▶ **Tasks to perform**
1. Using the Schumacher profile below, decide whether each statement agrees with it: (a) Schumacher was diagnosed with lupus at 16. (b) Schumacher has spent 10 years as a pre-K teacher. (c) Schumacher's parents let her feel sorry for herself after the diagnosis. For each, answer yes or no and quote the words of the profile that decide it.
2. Return the passage of the Schumacher profile below word for word, starting at "As a child of" and ending at "not be easy.".
3. Write the next part of the Schumacher profile below, picking up after its last sentence.

▶ **Text section**
######
SURROUNDED BY her pre-K students, Tami Schumacher is exactly where she always wanted to be.
As a child of a stay-at-home mom, she played school and knew she wanted to be a teacher and a mama. Working at daycares as soon as she was old enough affirmed her heart’s desires. She loved children and the idea of being surrounded by them for life. She set her career path at an early age, but her journey to the head of the classroom would not be easy.
Schumacher’s normal childhood was interrupted by a lupus diagnosis when she was 16. Many high school events that bookmark our memories are absent from hers, replaced with homebound lessons and half days in the classroom. But what was not missing was the dream and desire to become a teacher.
Schumacher said, “After I was diagnosed, and I knew that it was more severe because it was affecting my organs, we sat down and talked about what the doctor said, and my parents told me, ‘You’re still going to be able to do what you want to do; you’re going to get through this. You might have to find a different way to do things, and it may not look like you thought, but you’re strong enough to do it. You’re going to find a way to become a teacher, and you’re going to find a way to have the things you want in your life.’ And they never let me feel sorry for myself.”
With the support of her parents and older sister, Schumacher pushed ahead through college and obtained the early education degree that opened the door to her teaching dream. It’s the door of Ralph Askins Elementary, and she has walked through it countless times in her 16 years as a pre-K teacher.
Schumacher’s life is filled with home and everything that makes Fayetteville home — students, staff, community, her family, and friends. It is especially filled with children to love and nurture, fulfilling her dream of becoming a mama.
“I always wanted to do the littles. Then, as I got a bit older and realized that I wouldn’t be able to have children, I got that mommy role a little bit. When you’re in pre-K, all learning gets to be fun. I think that’s what drew me to it, being able to nurture and have that kind of relationship with them. They’re just happy and love learning,” she said.
######
Extracted data entries:
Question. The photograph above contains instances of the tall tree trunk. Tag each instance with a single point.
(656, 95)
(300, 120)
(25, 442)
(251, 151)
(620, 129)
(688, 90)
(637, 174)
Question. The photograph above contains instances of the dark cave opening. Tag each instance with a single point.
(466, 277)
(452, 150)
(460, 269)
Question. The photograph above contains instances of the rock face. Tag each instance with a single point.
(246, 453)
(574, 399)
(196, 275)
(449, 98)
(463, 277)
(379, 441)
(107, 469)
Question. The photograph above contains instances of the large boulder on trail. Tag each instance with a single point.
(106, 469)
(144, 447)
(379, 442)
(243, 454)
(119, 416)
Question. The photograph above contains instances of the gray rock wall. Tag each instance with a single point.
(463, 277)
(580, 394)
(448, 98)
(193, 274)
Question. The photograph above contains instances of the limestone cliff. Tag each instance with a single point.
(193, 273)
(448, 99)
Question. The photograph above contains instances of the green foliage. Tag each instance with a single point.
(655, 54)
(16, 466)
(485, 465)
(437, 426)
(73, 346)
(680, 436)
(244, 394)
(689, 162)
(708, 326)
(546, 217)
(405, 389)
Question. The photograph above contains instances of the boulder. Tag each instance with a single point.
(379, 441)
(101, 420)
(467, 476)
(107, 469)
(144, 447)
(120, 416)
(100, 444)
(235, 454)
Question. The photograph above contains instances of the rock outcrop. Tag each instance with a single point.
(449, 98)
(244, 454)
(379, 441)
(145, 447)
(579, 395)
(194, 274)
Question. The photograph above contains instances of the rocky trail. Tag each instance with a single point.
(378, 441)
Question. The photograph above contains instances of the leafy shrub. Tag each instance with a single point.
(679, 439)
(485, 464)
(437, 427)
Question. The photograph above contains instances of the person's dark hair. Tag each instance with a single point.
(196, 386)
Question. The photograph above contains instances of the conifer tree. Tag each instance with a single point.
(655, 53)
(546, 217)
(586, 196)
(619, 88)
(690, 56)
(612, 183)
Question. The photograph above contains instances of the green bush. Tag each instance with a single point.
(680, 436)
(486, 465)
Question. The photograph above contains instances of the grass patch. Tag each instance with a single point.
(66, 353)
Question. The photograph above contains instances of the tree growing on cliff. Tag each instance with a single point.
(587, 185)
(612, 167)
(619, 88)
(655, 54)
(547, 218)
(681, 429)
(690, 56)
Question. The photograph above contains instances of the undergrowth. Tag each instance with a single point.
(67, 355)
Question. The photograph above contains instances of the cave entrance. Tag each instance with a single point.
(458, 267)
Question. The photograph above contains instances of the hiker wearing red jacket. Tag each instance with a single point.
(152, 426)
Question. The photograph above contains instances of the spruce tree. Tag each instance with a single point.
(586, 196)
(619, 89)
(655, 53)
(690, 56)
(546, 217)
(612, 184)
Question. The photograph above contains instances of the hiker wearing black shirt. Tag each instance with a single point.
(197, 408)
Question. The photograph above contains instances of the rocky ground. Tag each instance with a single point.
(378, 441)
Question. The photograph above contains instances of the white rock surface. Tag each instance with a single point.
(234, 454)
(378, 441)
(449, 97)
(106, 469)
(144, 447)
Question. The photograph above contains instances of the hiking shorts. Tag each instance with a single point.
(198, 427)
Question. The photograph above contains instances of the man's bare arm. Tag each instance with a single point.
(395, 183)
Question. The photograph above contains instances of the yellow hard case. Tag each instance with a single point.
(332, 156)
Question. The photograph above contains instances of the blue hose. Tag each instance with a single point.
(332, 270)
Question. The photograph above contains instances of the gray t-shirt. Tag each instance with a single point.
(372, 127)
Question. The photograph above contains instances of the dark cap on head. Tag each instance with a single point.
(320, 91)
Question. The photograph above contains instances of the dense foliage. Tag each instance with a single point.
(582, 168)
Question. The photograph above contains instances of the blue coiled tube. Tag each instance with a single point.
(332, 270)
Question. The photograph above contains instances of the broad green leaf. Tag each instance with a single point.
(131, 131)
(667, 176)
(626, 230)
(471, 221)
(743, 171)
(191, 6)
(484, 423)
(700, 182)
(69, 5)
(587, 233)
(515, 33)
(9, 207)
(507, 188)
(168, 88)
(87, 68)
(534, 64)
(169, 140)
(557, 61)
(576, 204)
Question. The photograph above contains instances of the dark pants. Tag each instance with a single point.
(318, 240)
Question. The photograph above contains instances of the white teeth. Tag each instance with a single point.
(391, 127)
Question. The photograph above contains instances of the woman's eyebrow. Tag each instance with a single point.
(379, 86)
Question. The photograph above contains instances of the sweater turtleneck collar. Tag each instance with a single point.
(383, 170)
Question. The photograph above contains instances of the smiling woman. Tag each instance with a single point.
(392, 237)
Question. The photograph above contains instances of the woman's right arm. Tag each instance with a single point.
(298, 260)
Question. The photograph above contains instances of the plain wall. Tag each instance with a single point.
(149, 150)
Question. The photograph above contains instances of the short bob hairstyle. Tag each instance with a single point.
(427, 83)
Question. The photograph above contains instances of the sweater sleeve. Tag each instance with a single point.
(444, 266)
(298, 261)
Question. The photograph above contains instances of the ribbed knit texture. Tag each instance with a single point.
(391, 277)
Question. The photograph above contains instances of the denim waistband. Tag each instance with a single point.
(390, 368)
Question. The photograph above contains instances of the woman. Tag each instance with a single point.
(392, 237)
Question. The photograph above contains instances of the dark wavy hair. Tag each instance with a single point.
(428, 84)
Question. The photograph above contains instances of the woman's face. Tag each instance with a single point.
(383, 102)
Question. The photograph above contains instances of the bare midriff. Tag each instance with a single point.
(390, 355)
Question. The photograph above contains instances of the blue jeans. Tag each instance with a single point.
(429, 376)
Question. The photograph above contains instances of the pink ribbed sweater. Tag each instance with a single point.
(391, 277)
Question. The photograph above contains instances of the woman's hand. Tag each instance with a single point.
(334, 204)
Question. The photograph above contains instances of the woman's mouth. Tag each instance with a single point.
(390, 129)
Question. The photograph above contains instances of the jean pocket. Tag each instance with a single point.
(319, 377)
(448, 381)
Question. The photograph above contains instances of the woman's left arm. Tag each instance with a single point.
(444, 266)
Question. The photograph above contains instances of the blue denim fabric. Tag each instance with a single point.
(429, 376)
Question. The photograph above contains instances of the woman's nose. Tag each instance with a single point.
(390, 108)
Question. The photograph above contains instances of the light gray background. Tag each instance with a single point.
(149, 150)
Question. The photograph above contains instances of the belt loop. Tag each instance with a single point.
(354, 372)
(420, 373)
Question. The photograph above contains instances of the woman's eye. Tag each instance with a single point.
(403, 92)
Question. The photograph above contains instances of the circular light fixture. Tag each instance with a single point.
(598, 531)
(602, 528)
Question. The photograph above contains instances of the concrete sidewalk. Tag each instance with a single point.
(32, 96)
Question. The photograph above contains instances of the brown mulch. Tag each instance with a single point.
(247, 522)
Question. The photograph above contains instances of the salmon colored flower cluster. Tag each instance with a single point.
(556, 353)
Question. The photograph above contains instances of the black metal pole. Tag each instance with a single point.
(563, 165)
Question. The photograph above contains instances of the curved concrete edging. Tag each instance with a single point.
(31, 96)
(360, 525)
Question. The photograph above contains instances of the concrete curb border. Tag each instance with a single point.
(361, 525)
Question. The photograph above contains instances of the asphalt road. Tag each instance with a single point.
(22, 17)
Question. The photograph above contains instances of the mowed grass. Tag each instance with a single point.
######
▶ **Answers by task**
1.
(a) Yes: "Schumacher’s normal childhood was interrupted by a lupus diagnosis when she was 16."
(b) No: "she has walked through it countless times in her 16 years as a pre-K teacher."
(c) No: "And they never let me feel sorry for myself."

2.
As a child of a stay-at-home mom, she played school and knew she wanted to be a teacher and a mama. Working at daycares as soon as she was old enough affirmed her heart’s desires. She loved children and the idea of being surrounded by them for life. She set her career path at an early age, but her journey to the head of the classroom would not be easy.

3.
However, Schumacher became very sick during her first few years of teaching. Chemo was necessary to help her immune system get back on track, but she showed up for class through it.
“I came to work, and that always helps more than anything — having a purpose, coming in, and having that distraction,” she said. “It’s all about the kids because when they’re 4 and 5, they don’t really understand [you’re sick], so you can’t sit around and dwell on it. I think that was the biggest thing.”
Motherhood came in due time as a foster mom.
Schumacher said, “We had a little girl for two years. She was 3 when she came to us, and she was almost 6 when she had to go back home. That was very rewarding, but it was very hard when she left.”
She also spends quality time with her two nieces and nephews, fulfilling her love of children.
Despite the challenges of lupus and fibromyalgia, she looks forward to being there for her students. It’s all possible thanks to the support of her family, friends, co-workers, and her faith.
“I feel I’ve been able to do all these things because of my faith in God. Even at your darkest times, He can get you through anything,” Schumacher said. “I really try to look for the joy and blessings in everything. I’ve learned that from getting sick at such a young age. Even when it’s not good, there’s always good things around you. That, and finding something I love to do, has been a blessing.”
Schumacher is doing what she loves, where she loves to be. She’s home.
She said, “I’ve always felt very loved here. It’s a very loving community. Anytime I got sick, they were always there to help in any way they could. One of the people in pre-K was there when I started student teaching, and we’ve been teaching buddies since I got here. And she’s such a support. And I’ve had wonderful aides that have been such a support. One of the great things about pre-K is I have an aide with me. Because I get tired so easily and have many doctor’s appointments, it’s really nice to have people I know I can depend on who love me.”
While life may have turned out a little differently than she imagined, her eyes of faith see God has blessed, strengthened, and fulfilled her.
“I credit my parents for pushing me, for not letting me sit in my feelings or feel sorry for myself because I think that can be a real detriment. You can’t push through when you have that kind of attitude,” said Schumacher.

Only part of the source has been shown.